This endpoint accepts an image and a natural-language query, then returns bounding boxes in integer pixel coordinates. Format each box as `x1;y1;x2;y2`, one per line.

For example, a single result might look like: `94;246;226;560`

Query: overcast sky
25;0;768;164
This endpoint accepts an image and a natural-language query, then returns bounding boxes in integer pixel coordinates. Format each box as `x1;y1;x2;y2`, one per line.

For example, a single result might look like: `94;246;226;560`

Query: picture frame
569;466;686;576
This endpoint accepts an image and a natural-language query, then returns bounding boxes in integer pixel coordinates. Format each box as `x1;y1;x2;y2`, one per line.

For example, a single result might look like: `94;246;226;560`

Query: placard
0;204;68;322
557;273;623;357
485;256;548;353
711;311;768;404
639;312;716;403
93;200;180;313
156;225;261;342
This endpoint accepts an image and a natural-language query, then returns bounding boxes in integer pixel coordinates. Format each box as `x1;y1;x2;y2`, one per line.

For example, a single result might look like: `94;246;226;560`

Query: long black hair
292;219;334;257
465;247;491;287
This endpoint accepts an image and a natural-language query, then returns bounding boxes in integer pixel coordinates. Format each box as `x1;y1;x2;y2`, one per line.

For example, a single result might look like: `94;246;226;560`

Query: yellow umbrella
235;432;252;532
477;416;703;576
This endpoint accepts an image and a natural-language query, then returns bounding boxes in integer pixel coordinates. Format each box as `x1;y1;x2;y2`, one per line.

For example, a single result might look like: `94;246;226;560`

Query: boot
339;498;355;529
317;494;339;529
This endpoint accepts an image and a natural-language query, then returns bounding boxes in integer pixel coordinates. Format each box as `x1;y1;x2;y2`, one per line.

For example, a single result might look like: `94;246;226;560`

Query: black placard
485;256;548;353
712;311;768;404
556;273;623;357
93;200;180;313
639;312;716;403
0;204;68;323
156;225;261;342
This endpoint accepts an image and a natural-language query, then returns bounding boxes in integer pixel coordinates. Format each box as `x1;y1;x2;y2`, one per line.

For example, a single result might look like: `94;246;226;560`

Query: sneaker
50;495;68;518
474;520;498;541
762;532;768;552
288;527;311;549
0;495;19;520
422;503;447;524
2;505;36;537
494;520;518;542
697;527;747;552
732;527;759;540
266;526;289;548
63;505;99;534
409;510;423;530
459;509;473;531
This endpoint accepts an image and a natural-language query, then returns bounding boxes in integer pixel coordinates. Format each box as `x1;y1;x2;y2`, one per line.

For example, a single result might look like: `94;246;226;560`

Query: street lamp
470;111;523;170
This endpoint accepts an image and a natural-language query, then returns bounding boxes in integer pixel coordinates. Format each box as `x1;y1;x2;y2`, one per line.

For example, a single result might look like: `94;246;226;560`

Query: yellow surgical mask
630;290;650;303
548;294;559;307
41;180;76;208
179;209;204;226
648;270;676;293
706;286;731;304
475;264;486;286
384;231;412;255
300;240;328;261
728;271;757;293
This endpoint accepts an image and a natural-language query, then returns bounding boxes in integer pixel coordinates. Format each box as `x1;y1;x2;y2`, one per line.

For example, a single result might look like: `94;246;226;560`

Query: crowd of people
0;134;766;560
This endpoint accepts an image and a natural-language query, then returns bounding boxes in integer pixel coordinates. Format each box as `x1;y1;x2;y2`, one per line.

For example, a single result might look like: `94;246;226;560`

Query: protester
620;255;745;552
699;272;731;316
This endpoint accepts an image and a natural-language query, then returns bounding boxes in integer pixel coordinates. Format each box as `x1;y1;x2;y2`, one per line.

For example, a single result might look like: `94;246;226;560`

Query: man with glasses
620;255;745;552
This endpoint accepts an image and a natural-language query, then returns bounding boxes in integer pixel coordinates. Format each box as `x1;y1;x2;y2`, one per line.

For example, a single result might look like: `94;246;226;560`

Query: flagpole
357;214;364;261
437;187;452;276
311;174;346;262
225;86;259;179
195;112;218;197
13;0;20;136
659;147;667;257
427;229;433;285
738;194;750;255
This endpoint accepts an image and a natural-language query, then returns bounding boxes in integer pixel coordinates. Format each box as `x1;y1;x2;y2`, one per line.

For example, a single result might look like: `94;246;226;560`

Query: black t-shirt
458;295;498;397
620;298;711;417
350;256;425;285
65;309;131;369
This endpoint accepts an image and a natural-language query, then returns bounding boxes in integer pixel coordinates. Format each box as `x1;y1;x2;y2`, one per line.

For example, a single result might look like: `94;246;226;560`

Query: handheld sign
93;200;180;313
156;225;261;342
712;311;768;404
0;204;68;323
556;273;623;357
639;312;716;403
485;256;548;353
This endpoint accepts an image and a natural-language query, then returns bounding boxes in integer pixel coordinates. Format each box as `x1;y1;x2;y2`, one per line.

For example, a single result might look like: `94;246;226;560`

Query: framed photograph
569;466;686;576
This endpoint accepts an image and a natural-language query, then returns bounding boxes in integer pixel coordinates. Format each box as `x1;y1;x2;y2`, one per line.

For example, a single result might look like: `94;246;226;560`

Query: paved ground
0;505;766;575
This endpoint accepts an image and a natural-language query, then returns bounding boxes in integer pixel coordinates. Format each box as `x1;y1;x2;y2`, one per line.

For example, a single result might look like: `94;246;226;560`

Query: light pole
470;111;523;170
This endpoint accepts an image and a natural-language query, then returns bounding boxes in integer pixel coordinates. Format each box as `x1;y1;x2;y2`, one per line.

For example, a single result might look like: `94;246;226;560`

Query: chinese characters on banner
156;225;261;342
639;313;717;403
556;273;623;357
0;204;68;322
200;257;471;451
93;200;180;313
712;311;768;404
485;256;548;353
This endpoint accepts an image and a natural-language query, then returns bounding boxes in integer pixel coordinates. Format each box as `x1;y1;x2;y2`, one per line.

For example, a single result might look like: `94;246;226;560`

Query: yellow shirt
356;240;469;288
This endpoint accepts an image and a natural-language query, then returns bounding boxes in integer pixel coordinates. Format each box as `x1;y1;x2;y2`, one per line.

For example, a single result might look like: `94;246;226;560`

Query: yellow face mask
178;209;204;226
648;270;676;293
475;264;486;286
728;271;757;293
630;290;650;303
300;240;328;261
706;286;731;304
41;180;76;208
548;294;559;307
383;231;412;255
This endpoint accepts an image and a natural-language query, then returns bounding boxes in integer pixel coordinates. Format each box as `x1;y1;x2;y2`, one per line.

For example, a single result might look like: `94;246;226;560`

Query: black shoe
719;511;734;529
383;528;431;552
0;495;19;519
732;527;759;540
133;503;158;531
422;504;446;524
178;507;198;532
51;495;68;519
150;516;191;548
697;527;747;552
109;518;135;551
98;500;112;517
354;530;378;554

• • • •

Retype all of the entries precisely as they are.

This endpoint accepts an image and a natural-language query, then returns bounding boxes in integer pixel coordinates. Format each box as `x1;y1;x2;y2`, one per line.

For example, a single result might look like: `94;246;226;560`

Query: overcast sky
25;0;768;164
This endpoint accepts an image and a natural-language query, then returns bounding boxes in integer pixel coordinates. Format each box as `x1;y1;x2;y2`, one per line.

For example, a single result might look like: `94;246;226;560`

Query: picture frame
569;466;686;576
This endpoint accepts an image and a natural-language query, then returns bounding boxes in integer pixel coordinates. Format each box as `x1;y1;x2;y2`, one per line.

For example, a single result might look like: `94;246;226;560`

Query: placard
0;204;68;322
557;273;623;357
485;256;548;353
711;311;768;404
639;312;716;403
93;200;180;313
156;225;261;342
This endpoint accepts an image and a natural-language query, then returns bounding boxes in integer pixel coordinates. Format each box as `x1;y1;x2;y2`, one per line.

For example, a single result might look like: `94;246;226;560`

Query: long black hair
292;219;334;257
465;247;491;287
This endpoint accepts an image and a natural-language query, then returns bounding boxes in integer pixel coordinates. Format each box as `x1;y1;x2;y2`, one per line.

For example, a single result might look like: `94;246;226;560`

Query: yellow umbrella
235;432;252;532
477;416;703;576
This endpoint accepts an image and a natural-language query, then returns bounding boxes in integer pixel coordinates. Format each box as `x1;y1;x2;y2`, one per line.

For example, a single result might look like: `94;246;226;560`

Query: boot
339;498;355;529
317;494;339;529
This endpoint accepts an image and a natural-language query, then returns bounding boxes in integer pixel coordinates. Format each box as `x1;y1;x2;y2`, one per line.

For example, a single result might look like: `94;246;226;560`

Query: black placard
485;256;548;353
712;311;768;404
556;273;623;357
93;200;180;313
639;312;716;403
0;204;68;323
156;225;261;342
This endpoint accepts an image and a natural-language query, then returns bounding boxes in integer pixel coordinates. Format each box as `x1;y1;x2;y2`, one per line.

For example, a single result might look like: `94;246;226;560`

Query: sneaker
50;495;68;518
474;520;498;541
762;532;768;552
288;527;311;549
0;495;19;520
422;503;447;524
2;505;36;537
494;520;518;542
697;527;747;552
732;527;759;540
266;526;289;548
63;505;99;534
409;510;423;530
459;509;473;531
This endpoint accepts an image and a natural-language query, then returns bounding boxes in integer pixel coordinates. Format each box as `x1;y1;x2;y2`, one per line.

For example, a single result might look like: `94;246;226;560`

Query: street lamp
470;111;523;170
This endpoint accepts an image and a natural-language query, then returns bounding boxes in integer pixel coordinates. Format each box as `x1;y1;x2;y2`, one per line.

For example, a single result might look like: `94;246;226;560`

Query: yellow surgical mask
630;290;650;303
548;294;559;307
41;180;76;208
179;209;204;226
648;270;676;293
706;286;731;304
475;264;486;286
384;231;412;255
300;240;328;261
728;271;757;293
This endpoint accepts an image and a natural-language query, then returns bounding boxes in integer pixel coordinates. Format each box as `x1;y1;x2;y2`, one per line.

For example, a single result might look like: `94;246;226;560`

Query: crowd of people
0;134;766;560
This endpoint accepts an image and a natural-language query, then returns bounding boxes in integer pixel coordinates. Format each box as `x1;y1;x2;y2`, one per line.

For example, a single result might look like: `94;246;226;560`

Query: protester
620;255;745;552
699;272;731;316
This endpoint accepts an image and a natural-language query, then returns bounding boxes in integer pixel coordinates. Format each box as `x1;y1;x2;y2`, one per line.

For example, a single result might look like: `94;246;226;560`

Query: man with glasses
620;255;745;552
This endpoint accepts an image and a natural-language query, then returns bounding boxes in integer pixel coordinates. Format each box as `x1;y1;x2;y2`, one per line.

For example, a single result might look like: `94;246;226;560`

Query: flagpole
357;214;364;261
437;187;452;276
311;174;346;262
225;86;259;179
195;112;218;197
13;0;20;136
659;147;667;257
427;229;433;285
738;194;750;255
This endpoint accepts an image and a natural-language query, then returns bounding boxes in integer pixel coordinates. Format each box as `x1;y1;x2;y2`, one per line.

For example, a single result might look like: `94;246;226;560`

Query: black t-shirt
458;295;498;397
620;298;711;417
350;256;425;285
65;309;131;369
This endpoint accepts an image and a natural-language query, then returns bounding boxes in integer pixel coordinates. Format each box as `x1;y1;x2;y2`, one per line.

For example, a single result might look like: `94;246;226;560`

Query: handheld sign
93;200;180;313
156;225;261;342
712;311;768;404
0;204;68;323
556;273;623;357
639;312;716;403
485;256;548;353
This endpoint accepts an image and a natural-language query, then returns bounding boxes in integer pixel coordinates. Format each box as `x1;y1;x2;y2`, one per line.

For example, a single result might look like: `94;246;226;560`

Query: framed photograph
569;466;686;576
This endpoint accepts an image and a natural-language query, then returns bounding boxes in integer pixel coordinates. Format each box as `x1;y1;x2;y2`, one per line.

For example, a single result might look like: `94;246;226;560`

Query: paved ground
0;505;766;575
This endpoint accepts an image and a natural-language query, then returns bounding boxes in integer pixel coordinates. Format each box as `x1;y1;x2;y2`, one per line.

For example, a single result might look like: `94;246;226;560`

Query: light pole
470;111;523;170
This endpoint accepts an image and a natural-language query, then returns bounding boxes in integer pixel coordinates. Format each box as `x1;y1;x2;y2`, one per line.

For example, a single result might look like: `94;246;226;560`

Query: chinese characters on banner
156;225;261;342
639;313;717;403
556;273;623;357
0;204;68;322
200;257;471;451
93;200;180;313
712;311;768;404
485;256;548;353
This endpoint accepts an image and a natural-language query, then returns bounding boxes in integer pixel coordinates. Format each box as `x1;y1;x2;y2`, one per line.

For example, a single result might look like: `94;246;226;560`

Query: yellow shirt
356;240;469;288
This endpoint accepts an image and a natural-language query, then returns bounding boxes in integer pixel coordinates. Format each box as `x1;y1;x2;y2`, one per line.

For example, a single result might look like: `94;246;226;560`

Query: yellow face mask
178;209;204;226
648;270;676;293
475;264;486;286
728;271;757;293
630;290;650;303
300;240;328;261
706;286;731;304
41;180;76;208
548;294;559;307
383;231;412;255
This endpoint accepts an image and a natural-language query, then returns bounding boxes in integer pixel coordinates. Format each box as `x1;y1;x2;y2`, one per line.

For example, a single result might look like: `94;246;226;560`

Query: black shoe
719;511;734;529
383;528;431;552
0;495;19;519
732;527;759;540
133;503;158;531
422;504;446;524
178;507;198;532
51;495;68;519
150;516;191;548
697;527;747;552
109;518;135;551
98;500;112;517
354;530;378;554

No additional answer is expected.